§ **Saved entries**

####################

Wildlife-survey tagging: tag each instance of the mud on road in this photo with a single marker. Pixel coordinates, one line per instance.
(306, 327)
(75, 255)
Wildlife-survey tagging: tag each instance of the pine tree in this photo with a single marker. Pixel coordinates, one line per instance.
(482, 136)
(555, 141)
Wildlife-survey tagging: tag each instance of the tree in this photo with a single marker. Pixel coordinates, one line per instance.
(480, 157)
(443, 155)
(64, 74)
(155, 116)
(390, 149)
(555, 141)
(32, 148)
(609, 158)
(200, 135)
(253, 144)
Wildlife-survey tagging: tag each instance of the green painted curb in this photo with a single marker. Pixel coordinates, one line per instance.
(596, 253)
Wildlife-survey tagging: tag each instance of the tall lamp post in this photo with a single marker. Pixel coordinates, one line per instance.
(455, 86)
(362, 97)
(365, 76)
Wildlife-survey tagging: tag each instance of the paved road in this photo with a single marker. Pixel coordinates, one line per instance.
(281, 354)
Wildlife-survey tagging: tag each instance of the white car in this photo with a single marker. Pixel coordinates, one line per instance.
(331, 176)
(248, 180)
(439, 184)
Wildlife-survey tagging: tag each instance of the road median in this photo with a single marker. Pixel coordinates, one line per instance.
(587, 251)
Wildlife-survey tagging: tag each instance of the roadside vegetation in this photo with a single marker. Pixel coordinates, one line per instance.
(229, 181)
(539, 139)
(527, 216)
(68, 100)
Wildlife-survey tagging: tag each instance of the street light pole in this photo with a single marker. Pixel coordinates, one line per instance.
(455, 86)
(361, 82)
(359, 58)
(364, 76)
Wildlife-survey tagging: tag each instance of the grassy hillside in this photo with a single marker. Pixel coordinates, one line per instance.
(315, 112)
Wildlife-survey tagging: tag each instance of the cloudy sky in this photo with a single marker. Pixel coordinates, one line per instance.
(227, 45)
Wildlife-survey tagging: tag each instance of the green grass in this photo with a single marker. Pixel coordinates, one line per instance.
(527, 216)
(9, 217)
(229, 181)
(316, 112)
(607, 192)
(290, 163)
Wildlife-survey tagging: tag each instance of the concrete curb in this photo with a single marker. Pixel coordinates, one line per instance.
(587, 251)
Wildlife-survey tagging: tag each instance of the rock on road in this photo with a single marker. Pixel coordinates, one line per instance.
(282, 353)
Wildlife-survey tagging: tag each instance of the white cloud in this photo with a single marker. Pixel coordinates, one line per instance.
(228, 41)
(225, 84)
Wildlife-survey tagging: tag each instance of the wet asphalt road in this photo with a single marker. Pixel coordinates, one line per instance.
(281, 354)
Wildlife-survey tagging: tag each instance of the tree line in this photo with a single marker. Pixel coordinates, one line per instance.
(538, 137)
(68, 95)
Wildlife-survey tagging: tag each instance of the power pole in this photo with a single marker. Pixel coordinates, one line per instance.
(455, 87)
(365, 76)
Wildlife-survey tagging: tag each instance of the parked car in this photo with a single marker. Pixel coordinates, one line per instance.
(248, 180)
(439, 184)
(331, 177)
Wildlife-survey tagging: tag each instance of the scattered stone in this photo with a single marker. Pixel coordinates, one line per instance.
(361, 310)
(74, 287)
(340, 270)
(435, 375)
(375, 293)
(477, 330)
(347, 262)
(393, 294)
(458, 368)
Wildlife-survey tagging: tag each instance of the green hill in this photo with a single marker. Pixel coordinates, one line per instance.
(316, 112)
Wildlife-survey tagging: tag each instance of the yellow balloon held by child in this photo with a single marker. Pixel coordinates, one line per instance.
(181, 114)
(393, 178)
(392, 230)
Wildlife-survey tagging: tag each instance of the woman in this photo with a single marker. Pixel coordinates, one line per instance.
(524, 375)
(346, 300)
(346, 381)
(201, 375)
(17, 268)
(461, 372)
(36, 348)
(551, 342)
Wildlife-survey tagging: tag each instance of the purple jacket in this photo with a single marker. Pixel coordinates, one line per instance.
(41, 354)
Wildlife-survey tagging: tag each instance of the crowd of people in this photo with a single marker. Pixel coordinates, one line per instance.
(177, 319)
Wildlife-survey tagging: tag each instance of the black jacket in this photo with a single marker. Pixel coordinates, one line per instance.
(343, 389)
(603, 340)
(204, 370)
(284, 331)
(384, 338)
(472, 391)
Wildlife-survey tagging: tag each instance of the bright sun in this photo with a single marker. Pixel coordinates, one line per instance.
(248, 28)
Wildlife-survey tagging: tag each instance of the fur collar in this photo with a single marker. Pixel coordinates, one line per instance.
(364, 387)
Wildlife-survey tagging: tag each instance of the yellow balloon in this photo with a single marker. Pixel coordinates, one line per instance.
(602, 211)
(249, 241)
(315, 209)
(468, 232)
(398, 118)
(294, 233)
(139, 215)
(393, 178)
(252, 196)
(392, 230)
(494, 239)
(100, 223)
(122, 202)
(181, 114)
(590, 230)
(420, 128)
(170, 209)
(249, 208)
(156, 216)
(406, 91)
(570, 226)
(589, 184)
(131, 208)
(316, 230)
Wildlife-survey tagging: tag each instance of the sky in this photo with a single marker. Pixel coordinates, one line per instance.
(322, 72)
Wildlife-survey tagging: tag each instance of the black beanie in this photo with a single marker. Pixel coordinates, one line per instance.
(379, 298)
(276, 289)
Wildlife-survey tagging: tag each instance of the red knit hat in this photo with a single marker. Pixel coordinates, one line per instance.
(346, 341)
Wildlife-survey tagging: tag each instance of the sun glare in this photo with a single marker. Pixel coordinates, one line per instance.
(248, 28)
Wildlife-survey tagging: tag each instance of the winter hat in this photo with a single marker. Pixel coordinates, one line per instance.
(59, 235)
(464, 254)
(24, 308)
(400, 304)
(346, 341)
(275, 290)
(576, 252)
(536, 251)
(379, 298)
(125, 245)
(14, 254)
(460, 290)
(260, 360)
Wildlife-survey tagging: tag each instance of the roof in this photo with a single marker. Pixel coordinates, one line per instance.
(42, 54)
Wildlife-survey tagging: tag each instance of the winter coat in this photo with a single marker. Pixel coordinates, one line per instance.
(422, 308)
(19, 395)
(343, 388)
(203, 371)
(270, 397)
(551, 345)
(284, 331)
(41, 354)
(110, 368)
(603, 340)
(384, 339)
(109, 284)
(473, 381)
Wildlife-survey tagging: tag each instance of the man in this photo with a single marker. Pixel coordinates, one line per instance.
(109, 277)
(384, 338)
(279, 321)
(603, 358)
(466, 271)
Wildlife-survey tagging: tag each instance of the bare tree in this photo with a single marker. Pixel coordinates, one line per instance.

####################

§ **WHAT NEEDS TO BE DONE**
Reproduce the material above, every line of it, exactly.

§ **TASK SOLUTION**
Wildlife-survey tagging: tag each instance of the mud on road in this photo with a single marker. Pixel coordinates, one line per instance.
(306, 327)
(75, 255)
Wildlife-survey tagging: tag each instance of the pine tree in this photo with a single marker. Pixel coordinates, one line per instance.
(482, 136)
(555, 141)
Wildlife-survey tagging: tag each instance of the tree in this photo with a single marker. Pixel coordinates, one line per instance.
(480, 157)
(443, 155)
(64, 74)
(155, 116)
(390, 149)
(555, 141)
(32, 148)
(609, 158)
(200, 135)
(253, 144)
Wildlife-survey tagging: tag each instance of the green painted curb in this photo with a single marker. Pixel coordinates, one line per instance.
(596, 253)
Wildlife-survey tagging: tag each instance of the tall lamp post in this photo with a single marker. Pixel coordinates, one line per instance.
(455, 86)
(362, 97)
(365, 76)
Wildlife-survey tagging: tag each instance of the paved road in this photo with a single marker. Pixel coordinates, one line per instance.
(281, 354)
Wildlife-survey tagging: tag each instance of the white car in this photo with a single marker. Pixel coordinates, one line per instance.
(331, 176)
(248, 180)
(439, 184)
Wildlife-survey tagging: tag each instance of the road median in this photo with a single marker. Pixel coordinates, one line per instance.
(587, 251)
Wildlife-survey tagging: tag each instance of the roadside vegetation in this photo with a single marker. Pixel coordinates, one line per instance.
(229, 181)
(539, 139)
(527, 216)
(68, 100)
Wildlife-survey tagging: tag each instance of the street light pole in this photo with a single marker. Pixel coordinates, one line per instance.
(455, 86)
(361, 82)
(359, 58)
(364, 76)
Wildlife-survey tagging: tag each instance of the grassy hillside in this photo with a single marker. Pixel coordinates, one line per instance.
(315, 112)
Wildlife-survey tagging: tag each instance of the cloudy sky in this photo with a single marker. Pixel coordinates, one line per instance.
(227, 45)
Wildlife-survey tagging: tag each instance of the green grass in this photo with a single marker. Pixel coordinates, one line per instance.
(527, 216)
(9, 217)
(229, 181)
(316, 112)
(607, 192)
(290, 163)
Wildlife-survey tagging: tag each instance of the concrete curb in this photo with a single marker. Pixel coordinates, one line per instance.
(587, 251)
Wildlife-survey tagging: tag each instance of the rock on road in this photo with a single marker. Pixel coordinates, one line per instance.
(282, 353)
Wildlife-survey tagging: tag each instance of the white cloud in this photo with a single marker. Pixel coordinates, one line per instance.
(228, 41)
(225, 84)
Wildlife-survey tagging: tag each instance of the wet asphalt road in this photo with a single marker. Pixel coordinates, one line per instance.
(281, 354)
Wildlife-survey tagging: tag each instance of the tree line in this photo with a single marker. Pixel coordinates, one line per instance.
(538, 137)
(68, 95)
Wildlife-survey tagging: tag each instance of the power pole in this photo with a single marker. Pixel coordinates, one line per instance.
(455, 87)
(365, 76)
Wildlife-survey tagging: tag each instance of the parked car in this photo with a single marker. Pixel coordinates, one line per instance.
(248, 180)
(439, 184)
(331, 177)
Wildlife-survey tagging: tag each instance of the scattered stone in this photo with a single marker. Pixel coordinates, one line per instance.
(361, 310)
(74, 287)
(340, 270)
(435, 375)
(375, 293)
(477, 330)
(347, 262)
(393, 294)
(458, 368)
Wildlife-survey tagging: tag each instance of the green hill in this photo with a single marker. Pixel coordinates, one line per instance.
(316, 112)
Wildlife-survey tagging: tag each instance of the yellow balloon held by child in this photo with a single marker. Pixel coordinates, one line per instance.
(181, 114)
(393, 178)
(392, 230)
Wildlife-survey tagging: tag each instance of the woman in this photo with a single marker. Pixel coordinates, one line per instance.
(524, 375)
(346, 300)
(346, 381)
(201, 375)
(17, 268)
(461, 372)
(36, 348)
(551, 342)
Wildlife-survey tagging: tag each instance of the purple jacket in this photo with a single marker. Pixel coordinates, one line per instance.
(41, 354)
Wildlife-survey tagging: tag each instance of the crowd of people in this photo with a single marker. Pixel coordinates, one line per instance.
(177, 319)
Wildlife-survey tagging: tag each instance of the black jacket in this photo with a single marker. Pixel coordinates, one line per instance.
(343, 389)
(603, 340)
(204, 370)
(284, 331)
(384, 338)
(472, 391)
Wildlife-survey tagging: tag each instance of the bright sun in this photo with a single marker. Pixel coordinates, one line per instance.
(248, 28)
Wildlife-survey tagging: tag each instance of the fur collar in this photo with a single marker. Pixel coordinates, one line per instance.
(364, 387)
Wildlife-survey tagging: tag each instance of the yellow balloon in this photo with a single marker. Pixel coordinates, one line per instance.
(602, 211)
(249, 241)
(315, 209)
(468, 232)
(398, 118)
(294, 233)
(139, 215)
(393, 178)
(252, 196)
(392, 230)
(494, 239)
(100, 223)
(122, 202)
(181, 114)
(590, 230)
(420, 128)
(170, 209)
(249, 208)
(156, 216)
(406, 91)
(570, 226)
(589, 184)
(131, 208)
(316, 230)
Wildlife-survey tagging: tag each instance of the sky in this photo with a single marker. Pixel coordinates, one line per instance.
(322, 72)
Wildlife-survey tagging: tag each instance of the black beanie in this photo with a single marker. Pixel coordinates, one line per instance.
(379, 298)
(276, 289)
Wildlife-survey tagging: tag each instance of the red knit hat in this photo with a single marker. Pixel coordinates, one line per instance.
(346, 341)
Wildlife-survey tagging: tag each instance of the sun glare in this photo with a single marker. Pixel coordinates, one line per instance.
(248, 28)
Wildlife-survey tagging: tag each instance of the winter hat in this photo with a single marker. Pixel coordinates, one line per instance.
(59, 235)
(464, 254)
(24, 308)
(400, 304)
(346, 341)
(275, 290)
(576, 252)
(536, 251)
(379, 298)
(125, 245)
(14, 254)
(460, 290)
(260, 360)
Wildlife-survey tagging: tag each instance of the roof in this photo with a single marker. Pixel coordinates, one line per instance.
(42, 54)
Wildlife-survey tagging: tag each instance of the winter coat in this photo with a single marker. Pixel coordinates, one line per instance.
(422, 308)
(19, 395)
(343, 388)
(203, 371)
(270, 397)
(551, 345)
(284, 331)
(41, 354)
(110, 368)
(603, 340)
(384, 339)
(109, 284)
(473, 381)
Wildlife-survey tagging: tag each instance of the man in this photo with a single marker. Pixel coordinates, one line per instance.
(109, 277)
(384, 338)
(279, 321)
(603, 358)
(466, 271)
Wildlife-survey tagging: tag each instance of the bare tree in this photo with a single marker. Pixel coordinates, one line per instance.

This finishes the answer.